In the records, find each line where "truck" occurs, and copy it.

START Provided entries

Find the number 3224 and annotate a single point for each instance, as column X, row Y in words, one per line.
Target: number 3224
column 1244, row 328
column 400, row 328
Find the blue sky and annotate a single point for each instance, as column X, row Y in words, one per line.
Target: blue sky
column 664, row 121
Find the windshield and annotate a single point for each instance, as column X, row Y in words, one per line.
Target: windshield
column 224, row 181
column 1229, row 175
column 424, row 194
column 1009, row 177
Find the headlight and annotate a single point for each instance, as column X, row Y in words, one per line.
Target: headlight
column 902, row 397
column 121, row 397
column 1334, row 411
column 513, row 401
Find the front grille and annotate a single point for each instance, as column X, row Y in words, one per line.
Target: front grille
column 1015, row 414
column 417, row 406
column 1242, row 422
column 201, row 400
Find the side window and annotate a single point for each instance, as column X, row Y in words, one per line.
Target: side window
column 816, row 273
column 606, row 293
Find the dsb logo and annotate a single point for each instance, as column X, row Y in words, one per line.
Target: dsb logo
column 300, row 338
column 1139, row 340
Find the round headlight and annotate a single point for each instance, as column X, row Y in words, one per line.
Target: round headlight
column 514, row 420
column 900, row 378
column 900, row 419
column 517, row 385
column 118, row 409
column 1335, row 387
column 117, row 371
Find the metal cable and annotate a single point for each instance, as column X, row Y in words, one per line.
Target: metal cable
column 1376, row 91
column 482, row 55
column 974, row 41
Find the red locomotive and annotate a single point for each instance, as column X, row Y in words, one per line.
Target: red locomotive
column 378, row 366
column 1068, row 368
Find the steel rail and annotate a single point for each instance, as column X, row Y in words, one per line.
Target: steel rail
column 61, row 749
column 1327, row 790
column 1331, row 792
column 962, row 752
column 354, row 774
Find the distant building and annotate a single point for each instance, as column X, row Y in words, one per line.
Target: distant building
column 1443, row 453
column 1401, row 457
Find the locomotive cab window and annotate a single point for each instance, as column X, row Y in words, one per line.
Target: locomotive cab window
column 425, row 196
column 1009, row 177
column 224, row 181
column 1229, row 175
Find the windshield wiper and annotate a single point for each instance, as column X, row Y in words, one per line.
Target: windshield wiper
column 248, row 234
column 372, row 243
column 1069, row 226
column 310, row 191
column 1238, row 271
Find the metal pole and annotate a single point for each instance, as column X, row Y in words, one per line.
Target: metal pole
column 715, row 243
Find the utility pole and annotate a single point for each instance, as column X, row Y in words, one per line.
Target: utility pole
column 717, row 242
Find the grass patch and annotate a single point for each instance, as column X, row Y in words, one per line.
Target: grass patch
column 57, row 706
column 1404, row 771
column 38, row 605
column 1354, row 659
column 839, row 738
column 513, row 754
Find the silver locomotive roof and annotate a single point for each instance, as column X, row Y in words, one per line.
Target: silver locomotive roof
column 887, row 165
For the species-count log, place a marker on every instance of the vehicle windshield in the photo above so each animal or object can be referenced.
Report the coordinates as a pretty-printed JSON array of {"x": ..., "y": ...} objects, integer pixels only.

END Provided entries
START Provided entries

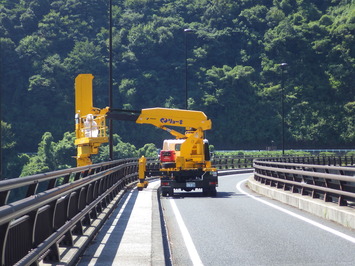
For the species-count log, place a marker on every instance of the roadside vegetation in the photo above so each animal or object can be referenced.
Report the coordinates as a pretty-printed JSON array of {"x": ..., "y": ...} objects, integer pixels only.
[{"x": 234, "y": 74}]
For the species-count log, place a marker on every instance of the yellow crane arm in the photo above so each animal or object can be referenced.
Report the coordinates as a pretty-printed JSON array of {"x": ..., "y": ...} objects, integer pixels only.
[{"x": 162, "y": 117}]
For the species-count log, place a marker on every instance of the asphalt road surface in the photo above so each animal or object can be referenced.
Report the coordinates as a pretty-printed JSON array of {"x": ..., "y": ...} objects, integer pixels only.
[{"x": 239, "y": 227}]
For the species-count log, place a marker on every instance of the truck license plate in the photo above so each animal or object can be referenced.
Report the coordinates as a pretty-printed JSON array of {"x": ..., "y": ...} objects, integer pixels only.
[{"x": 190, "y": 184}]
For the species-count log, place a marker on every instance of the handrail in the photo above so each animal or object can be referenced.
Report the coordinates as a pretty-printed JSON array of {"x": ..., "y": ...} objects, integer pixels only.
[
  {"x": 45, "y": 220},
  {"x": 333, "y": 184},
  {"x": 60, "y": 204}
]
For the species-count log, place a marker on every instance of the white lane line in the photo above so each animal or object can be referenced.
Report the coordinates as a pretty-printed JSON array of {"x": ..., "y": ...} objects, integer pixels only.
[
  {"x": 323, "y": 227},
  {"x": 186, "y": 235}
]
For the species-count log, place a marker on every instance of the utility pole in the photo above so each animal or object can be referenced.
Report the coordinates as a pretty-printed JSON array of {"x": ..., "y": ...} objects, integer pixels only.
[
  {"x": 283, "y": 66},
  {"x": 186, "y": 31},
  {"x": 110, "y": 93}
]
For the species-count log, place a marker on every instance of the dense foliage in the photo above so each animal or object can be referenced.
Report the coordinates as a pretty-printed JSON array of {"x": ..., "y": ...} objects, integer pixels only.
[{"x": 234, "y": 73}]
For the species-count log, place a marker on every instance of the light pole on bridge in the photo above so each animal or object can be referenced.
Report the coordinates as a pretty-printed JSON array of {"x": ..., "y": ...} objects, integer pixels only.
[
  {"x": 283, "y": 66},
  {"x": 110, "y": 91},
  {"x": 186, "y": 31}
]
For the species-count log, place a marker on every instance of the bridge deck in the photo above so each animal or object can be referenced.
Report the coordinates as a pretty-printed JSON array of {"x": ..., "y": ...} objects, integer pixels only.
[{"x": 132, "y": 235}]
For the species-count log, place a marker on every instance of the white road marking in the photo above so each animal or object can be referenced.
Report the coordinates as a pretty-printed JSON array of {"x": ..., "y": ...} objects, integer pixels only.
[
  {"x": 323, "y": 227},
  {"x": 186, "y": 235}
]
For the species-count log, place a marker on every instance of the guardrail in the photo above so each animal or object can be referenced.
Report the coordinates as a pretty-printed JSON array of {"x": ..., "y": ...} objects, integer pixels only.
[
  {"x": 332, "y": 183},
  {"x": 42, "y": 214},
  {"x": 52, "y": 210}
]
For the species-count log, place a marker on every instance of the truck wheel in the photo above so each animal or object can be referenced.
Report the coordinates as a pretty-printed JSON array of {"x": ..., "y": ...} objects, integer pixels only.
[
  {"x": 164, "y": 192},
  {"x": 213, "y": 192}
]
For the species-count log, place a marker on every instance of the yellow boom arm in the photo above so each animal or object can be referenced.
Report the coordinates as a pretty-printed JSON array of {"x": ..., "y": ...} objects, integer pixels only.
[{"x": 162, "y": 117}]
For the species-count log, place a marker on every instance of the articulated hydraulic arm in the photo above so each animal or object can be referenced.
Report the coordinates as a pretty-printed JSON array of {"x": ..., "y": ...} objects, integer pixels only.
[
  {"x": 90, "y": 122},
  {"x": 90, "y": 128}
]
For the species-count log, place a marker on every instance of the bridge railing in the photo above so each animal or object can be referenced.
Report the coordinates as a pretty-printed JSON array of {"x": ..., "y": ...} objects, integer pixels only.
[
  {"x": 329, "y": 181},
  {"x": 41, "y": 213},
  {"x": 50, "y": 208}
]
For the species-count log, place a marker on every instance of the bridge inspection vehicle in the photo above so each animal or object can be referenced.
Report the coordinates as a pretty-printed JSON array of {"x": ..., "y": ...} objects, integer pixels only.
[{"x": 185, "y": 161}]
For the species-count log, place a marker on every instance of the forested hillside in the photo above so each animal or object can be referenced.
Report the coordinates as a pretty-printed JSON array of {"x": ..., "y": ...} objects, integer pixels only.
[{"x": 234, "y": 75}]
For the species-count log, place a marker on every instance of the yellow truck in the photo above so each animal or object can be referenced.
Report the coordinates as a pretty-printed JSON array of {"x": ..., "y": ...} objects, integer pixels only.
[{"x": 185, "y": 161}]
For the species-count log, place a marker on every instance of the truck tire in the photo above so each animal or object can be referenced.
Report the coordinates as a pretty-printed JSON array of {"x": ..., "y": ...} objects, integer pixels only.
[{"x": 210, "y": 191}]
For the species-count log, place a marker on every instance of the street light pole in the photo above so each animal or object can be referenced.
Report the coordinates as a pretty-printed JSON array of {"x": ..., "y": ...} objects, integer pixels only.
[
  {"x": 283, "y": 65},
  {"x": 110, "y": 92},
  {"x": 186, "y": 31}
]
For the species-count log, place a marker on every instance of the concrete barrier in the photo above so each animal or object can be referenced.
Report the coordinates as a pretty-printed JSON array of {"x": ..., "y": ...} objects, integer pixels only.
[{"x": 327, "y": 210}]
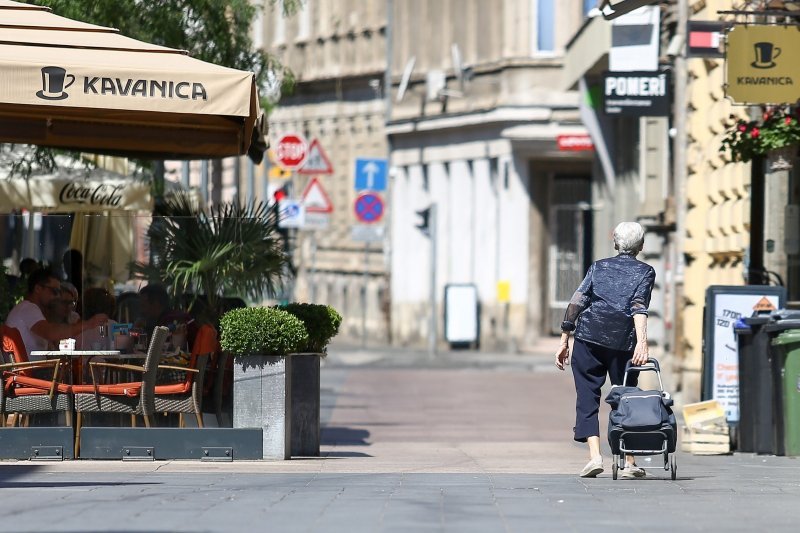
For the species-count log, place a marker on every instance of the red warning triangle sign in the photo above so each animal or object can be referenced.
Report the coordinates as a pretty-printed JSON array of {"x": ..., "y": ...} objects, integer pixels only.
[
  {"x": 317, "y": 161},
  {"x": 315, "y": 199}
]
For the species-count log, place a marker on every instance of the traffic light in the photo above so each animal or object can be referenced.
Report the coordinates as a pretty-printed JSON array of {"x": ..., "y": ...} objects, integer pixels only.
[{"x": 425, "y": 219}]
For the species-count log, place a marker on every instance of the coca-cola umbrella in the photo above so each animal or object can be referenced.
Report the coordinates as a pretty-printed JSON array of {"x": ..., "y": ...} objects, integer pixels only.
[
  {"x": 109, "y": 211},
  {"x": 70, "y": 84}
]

END Provided entries

* Solution for this problem:
For the species-count log, place a marker on every instance of the truck license plate in the photo above so each animal or object can be referenced.
For the species-count log, place a marker on every instance of the truck wheel in the photo above so each animal or object can be referenced.
For the species-count log, place a marker on every instance of the yellow truck in the photo above so each animal or object can be referenced.
For the species-count log, place a marker on every instance of the truck tire in the photo above so each animal or object can be referenced.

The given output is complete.